### EXERCISE DETAILS:
Retype all the entries word for word, but omit the pictures.

[Stored records]
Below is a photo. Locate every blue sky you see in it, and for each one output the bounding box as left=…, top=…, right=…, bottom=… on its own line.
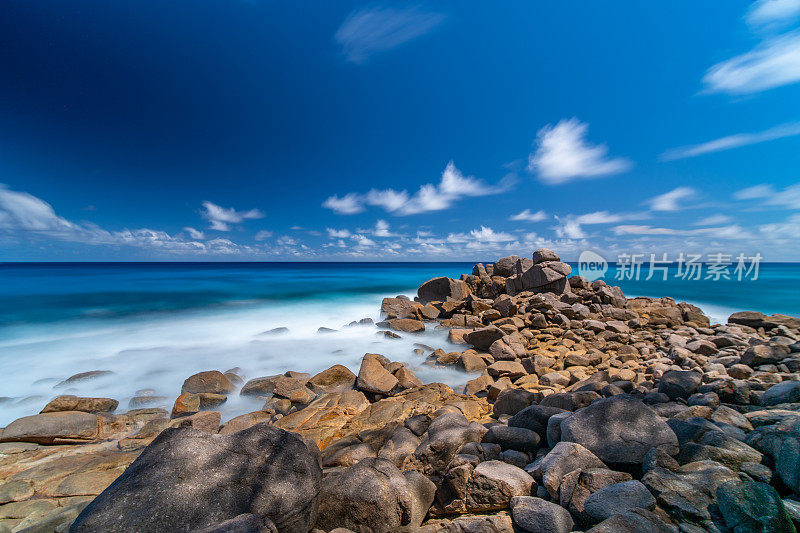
left=1, top=0, right=800, bottom=261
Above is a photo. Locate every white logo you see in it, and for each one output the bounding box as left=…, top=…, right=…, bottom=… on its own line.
left=578, top=250, right=607, bottom=281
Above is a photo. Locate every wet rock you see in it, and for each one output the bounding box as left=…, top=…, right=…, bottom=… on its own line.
left=315, top=458, right=435, bottom=533
left=510, top=495, right=573, bottom=533
left=40, top=396, right=118, bottom=414
left=70, top=423, right=321, bottom=533
left=55, top=370, right=113, bottom=388
left=559, top=395, right=679, bottom=464
left=171, top=392, right=200, bottom=418
left=388, top=318, right=425, bottom=333
left=181, top=371, right=236, bottom=395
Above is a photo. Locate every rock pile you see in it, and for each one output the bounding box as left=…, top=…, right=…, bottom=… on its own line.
left=0, top=247, right=799, bottom=532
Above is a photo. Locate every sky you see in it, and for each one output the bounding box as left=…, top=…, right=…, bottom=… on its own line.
left=1, top=0, right=800, bottom=261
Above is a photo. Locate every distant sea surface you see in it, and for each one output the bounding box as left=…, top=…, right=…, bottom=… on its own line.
left=0, top=261, right=797, bottom=426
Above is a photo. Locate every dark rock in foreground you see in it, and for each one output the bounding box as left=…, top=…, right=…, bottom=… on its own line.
left=69, top=423, right=321, bottom=533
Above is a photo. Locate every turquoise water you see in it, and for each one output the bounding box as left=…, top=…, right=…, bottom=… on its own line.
left=0, top=262, right=797, bottom=426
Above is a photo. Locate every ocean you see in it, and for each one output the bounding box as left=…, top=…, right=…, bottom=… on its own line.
left=0, top=261, right=797, bottom=427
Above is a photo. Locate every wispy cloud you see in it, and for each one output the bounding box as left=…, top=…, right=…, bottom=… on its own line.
left=735, top=182, right=800, bottom=208
left=334, top=6, right=445, bottom=64
left=747, top=0, right=800, bottom=31
left=322, top=161, right=514, bottom=216
left=693, top=214, right=734, bottom=226
left=552, top=210, right=647, bottom=239
left=703, top=30, right=800, bottom=94
left=646, top=187, right=697, bottom=211
left=528, top=118, right=632, bottom=185
left=509, top=209, right=548, bottom=222
left=613, top=224, right=753, bottom=239
left=201, top=201, right=264, bottom=231
left=183, top=227, right=206, bottom=239
left=661, top=122, right=800, bottom=160
left=254, top=230, right=273, bottom=241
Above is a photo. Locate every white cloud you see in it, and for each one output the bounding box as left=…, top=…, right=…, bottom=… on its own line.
left=734, top=184, right=775, bottom=200
left=351, top=234, right=376, bottom=247
left=276, top=236, right=298, bottom=246
left=613, top=224, right=753, bottom=239
left=703, top=30, right=800, bottom=94
left=694, top=214, right=734, bottom=226
left=321, top=193, right=364, bottom=215
left=509, top=209, right=548, bottom=222
left=552, top=210, right=648, bottom=240
left=734, top=182, right=800, bottom=208
left=554, top=218, right=586, bottom=239
left=334, top=7, right=445, bottom=64
left=183, top=227, right=206, bottom=239
left=446, top=226, right=515, bottom=246
left=747, top=0, right=800, bottom=31
left=661, top=122, right=800, bottom=160
left=372, top=219, right=396, bottom=237
left=647, top=187, right=697, bottom=211
left=365, top=189, right=409, bottom=212
left=326, top=228, right=352, bottom=238
left=324, top=162, right=513, bottom=216
left=528, top=118, right=633, bottom=184
left=201, top=201, right=264, bottom=231
left=254, top=230, right=273, bottom=241
left=0, top=185, right=249, bottom=255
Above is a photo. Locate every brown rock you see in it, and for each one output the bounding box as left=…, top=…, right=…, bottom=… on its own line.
left=40, top=395, right=118, bottom=414
left=418, top=277, right=471, bottom=304
left=0, top=411, right=102, bottom=445
left=181, top=371, right=236, bottom=395
left=387, top=318, right=426, bottom=333
left=171, top=392, right=200, bottom=418
left=356, top=354, right=399, bottom=395
left=308, top=365, right=357, bottom=394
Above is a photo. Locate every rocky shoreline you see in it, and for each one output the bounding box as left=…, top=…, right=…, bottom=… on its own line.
left=2, top=248, right=800, bottom=532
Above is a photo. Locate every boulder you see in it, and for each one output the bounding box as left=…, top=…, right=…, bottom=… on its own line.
left=465, top=461, right=535, bottom=512
left=182, top=371, right=236, bottom=395
left=464, top=326, right=505, bottom=351
left=307, top=365, right=356, bottom=394
left=586, top=508, right=678, bottom=533
left=192, top=514, right=276, bottom=533
left=417, top=277, right=471, bottom=304
left=69, top=423, right=321, bottom=533
left=716, top=480, right=796, bottom=533
left=356, top=354, right=399, bottom=395
left=657, top=370, right=702, bottom=400
left=494, top=255, right=522, bottom=277
left=532, top=248, right=560, bottom=264
left=381, top=297, right=422, bottom=319
left=559, top=395, right=679, bottom=464
left=510, top=496, right=573, bottom=533
left=0, top=411, right=102, bottom=444
left=387, top=318, right=425, bottom=333
left=40, top=395, right=118, bottom=414
left=410, top=412, right=487, bottom=475
left=483, top=425, right=540, bottom=453
left=762, top=381, right=800, bottom=407
left=583, top=480, right=656, bottom=524
left=528, top=441, right=605, bottom=499
left=315, top=458, right=435, bottom=533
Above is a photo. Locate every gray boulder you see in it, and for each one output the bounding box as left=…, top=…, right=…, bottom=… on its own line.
left=69, top=423, right=321, bottom=533
left=583, top=480, right=656, bottom=524
left=528, top=441, right=605, bottom=499
left=411, top=412, right=487, bottom=474
left=762, top=381, right=800, bottom=407
left=465, top=460, right=534, bottom=512
left=511, top=496, right=573, bottom=533
left=315, top=458, right=435, bottom=533
left=586, top=508, right=678, bottom=533
left=559, top=395, right=678, bottom=464
left=658, top=370, right=702, bottom=400
left=464, top=326, right=505, bottom=351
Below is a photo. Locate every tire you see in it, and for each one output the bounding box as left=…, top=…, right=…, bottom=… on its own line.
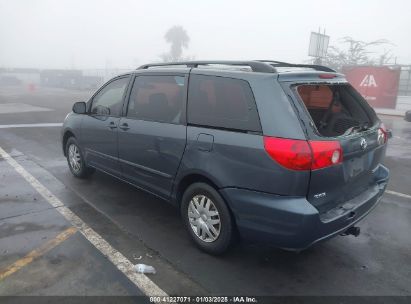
left=181, top=182, right=234, bottom=255
left=65, top=137, right=94, bottom=178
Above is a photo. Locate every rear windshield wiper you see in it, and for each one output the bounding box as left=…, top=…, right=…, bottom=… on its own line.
left=343, top=123, right=370, bottom=136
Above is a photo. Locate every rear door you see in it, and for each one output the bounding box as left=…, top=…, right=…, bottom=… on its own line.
left=285, top=81, right=387, bottom=213
left=117, top=73, right=187, bottom=199
left=309, top=127, right=386, bottom=213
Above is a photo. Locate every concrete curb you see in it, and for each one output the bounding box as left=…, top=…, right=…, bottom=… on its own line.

### PROBLEM SOLUTION:
Below is a photo. Locate every blue sky you see in it, and for each one output the bounding box as left=…, top=…, right=…, bottom=… on its own line.
left=1, top=0, right=800, bottom=261
Above is a photo. Locate every white logo you see in it, and for each one output the bounding box as left=…, top=…, right=…, bottom=… on its own line.
left=578, top=250, right=607, bottom=281
Above is a photo. Locate every wet rock you see in it, and for each one output the bounding box as left=…, top=…, right=…, bottom=… on its own line.
left=315, top=458, right=435, bottom=533
left=510, top=495, right=573, bottom=533
left=40, top=396, right=118, bottom=414
left=70, top=423, right=321, bottom=533
left=55, top=370, right=113, bottom=388
left=559, top=395, right=679, bottom=464
left=171, top=392, right=200, bottom=418
left=388, top=318, right=425, bottom=333
left=181, top=371, right=236, bottom=395
Above is a photo. Locate every rock pile you see in it, and for each one output the bounding box as left=…, top=…, right=…, bottom=… on its own line.
left=0, top=247, right=799, bottom=532
Above is a photo. Locate every sky you see in it, and for each one output the bounding box as left=…, top=…, right=…, bottom=… on its own line.
left=1, top=0, right=800, bottom=261
Above is a photo. Locate every distant sea surface you see in it, and for each one output the bounding box as left=…, top=…, right=…, bottom=… on its own line.
left=0, top=261, right=797, bottom=426
Above is a photo. Locate every dark rock in foreground you see in it, and for each one output the bounding box as left=…, top=…, right=…, bottom=… on its own line.
left=69, top=423, right=321, bottom=533
Above is a photo. Locate every turquoise water you see in it, and for each one output the bounding box as left=…, top=…, right=…, bottom=… on its own line.
left=0, top=262, right=797, bottom=426
Above is a photo. Locate every ocean you see in it, and for each one output the bounding box as left=…, top=…, right=…, bottom=… on its own line.
left=0, top=261, right=797, bottom=427
Above is a photo. Locate every wispy cloud you see in it, and for each one output the bounding box as left=…, top=…, right=…, bottom=… on its own line.
left=735, top=182, right=800, bottom=208
left=334, top=6, right=445, bottom=64
left=747, top=0, right=800, bottom=31
left=322, top=161, right=514, bottom=216
left=693, top=214, right=734, bottom=226
left=552, top=210, right=647, bottom=239
left=703, top=30, right=800, bottom=94
left=646, top=187, right=697, bottom=211
left=528, top=118, right=632, bottom=185
left=509, top=209, right=548, bottom=222
left=613, top=224, right=753, bottom=239
left=201, top=201, right=264, bottom=231
left=183, top=227, right=206, bottom=239
left=661, top=122, right=800, bottom=160
left=254, top=230, right=273, bottom=241
Above is a photo. Locate every white cloud you see in it, and for each one output the bounding box as left=…, top=…, right=…, bottom=… on its own line.
left=734, top=184, right=775, bottom=200
left=351, top=234, right=376, bottom=247
left=276, top=236, right=298, bottom=246
left=613, top=224, right=753, bottom=239
left=703, top=30, right=800, bottom=94
left=694, top=214, right=734, bottom=226
left=321, top=193, right=364, bottom=215
left=509, top=209, right=548, bottom=222
left=552, top=210, right=648, bottom=240
left=734, top=182, right=800, bottom=208
left=554, top=218, right=586, bottom=239
left=334, top=7, right=445, bottom=64
left=183, top=227, right=206, bottom=239
left=446, top=226, right=515, bottom=246
left=747, top=0, right=800, bottom=31
left=661, top=122, right=800, bottom=160
left=372, top=219, right=396, bottom=237
left=647, top=187, right=697, bottom=211
left=365, top=189, right=409, bottom=212
left=326, top=228, right=352, bottom=238
left=324, top=162, right=513, bottom=216
left=528, top=118, right=633, bottom=184
left=201, top=201, right=264, bottom=231
left=254, top=230, right=273, bottom=241
left=0, top=185, right=249, bottom=255
Above is a photo. Locate every brown rock you see in it, and for each one output the bounding box as left=…, top=…, right=…, bottom=… on its own line.
left=40, top=395, right=118, bottom=414
left=418, top=277, right=471, bottom=304
left=0, top=411, right=102, bottom=445
left=181, top=371, right=236, bottom=395
left=387, top=318, right=426, bottom=333
left=171, top=392, right=200, bottom=418
left=356, top=354, right=399, bottom=395
left=308, top=365, right=357, bottom=394
Above is a photo. Locate every rocky shoreline you see in it, and for each one output the bounding box as left=…, top=…, right=…, bottom=… on its own line.
left=2, top=248, right=800, bottom=532
Above is a photo. Locate every boulder you see in it, and for each one output the bounding box as left=…, top=…, right=…, bottom=… on its own line.
left=465, top=461, right=535, bottom=512
left=182, top=371, right=236, bottom=395
left=464, top=326, right=505, bottom=351
left=307, top=365, right=356, bottom=394
left=586, top=508, right=678, bottom=533
left=192, top=514, right=276, bottom=533
left=417, top=277, right=471, bottom=304
left=69, top=423, right=321, bottom=533
left=716, top=480, right=796, bottom=533
left=356, top=354, right=399, bottom=395
left=657, top=370, right=702, bottom=400
left=494, top=255, right=522, bottom=277
left=532, top=248, right=560, bottom=264
left=381, top=297, right=422, bottom=319
left=559, top=395, right=679, bottom=464
left=510, top=496, right=573, bottom=533
left=0, top=411, right=102, bottom=444
left=387, top=318, right=425, bottom=333
left=40, top=395, right=118, bottom=414
left=410, top=412, right=487, bottom=475
left=483, top=425, right=540, bottom=453
left=762, top=381, right=800, bottom=407
left=583, top=480, right=656, bottom=524
left=528, top=441, right=605, bottom=499
left=315, top=458, right=435, bottom=533
Above is a photo. Locate every gray boulder you see in it, and for each one output the bounding box as left=…, top=…, right=…, bottom=… on its own line.
left=69, top=423, right=321, bottom=533
left=583, top=480, right=656, bottom=524
left=528, top=441, right=605, bottom=499
left=411, top=412, right=487, bottom=474
left=762, top=381, right=800, bottom=407
left=465, top=460, right=534, bottom=512
left=511, top=496, right=573, bottom=533
left=315, top=458, right=435, bottom=533
left=586, top=508, right=678, bottom=533
left=559, top=395, right=678, bottom=464
left=658, top=370, right=702, bottom=400
left=464, top=326, right=505, bottom=351
Below is a photo. Locate every tire you see in it, and for each one output the bounding box as left=…, top=…, right=…, bottom=… on its own line.
left=181, top=182, right=234, bottom=255
left=65, top=137, right=94, bottom=178
Above is a photo. Locate every rear windshield wiper you see in it, and for each one output the bounding box as left=…, top=…, right=…, bottom=… on its own line.
left=343, top=123, right=370, bottom=136
Above is a photo. Locate every rear door you see in it, and for each one output the bounding box as left=…, top=…, right=…, bottom=… on its own line.
left=285, top=81, right=387, bottom=213
left=117, top=73, right=187, bottom=199
left=309, top=127, right=386, bottom=213
Above is a photo. Locate every concrete curb you see in it, and for each one output the bounding box as left=…, top=…, right=…, bottom=… on its own line.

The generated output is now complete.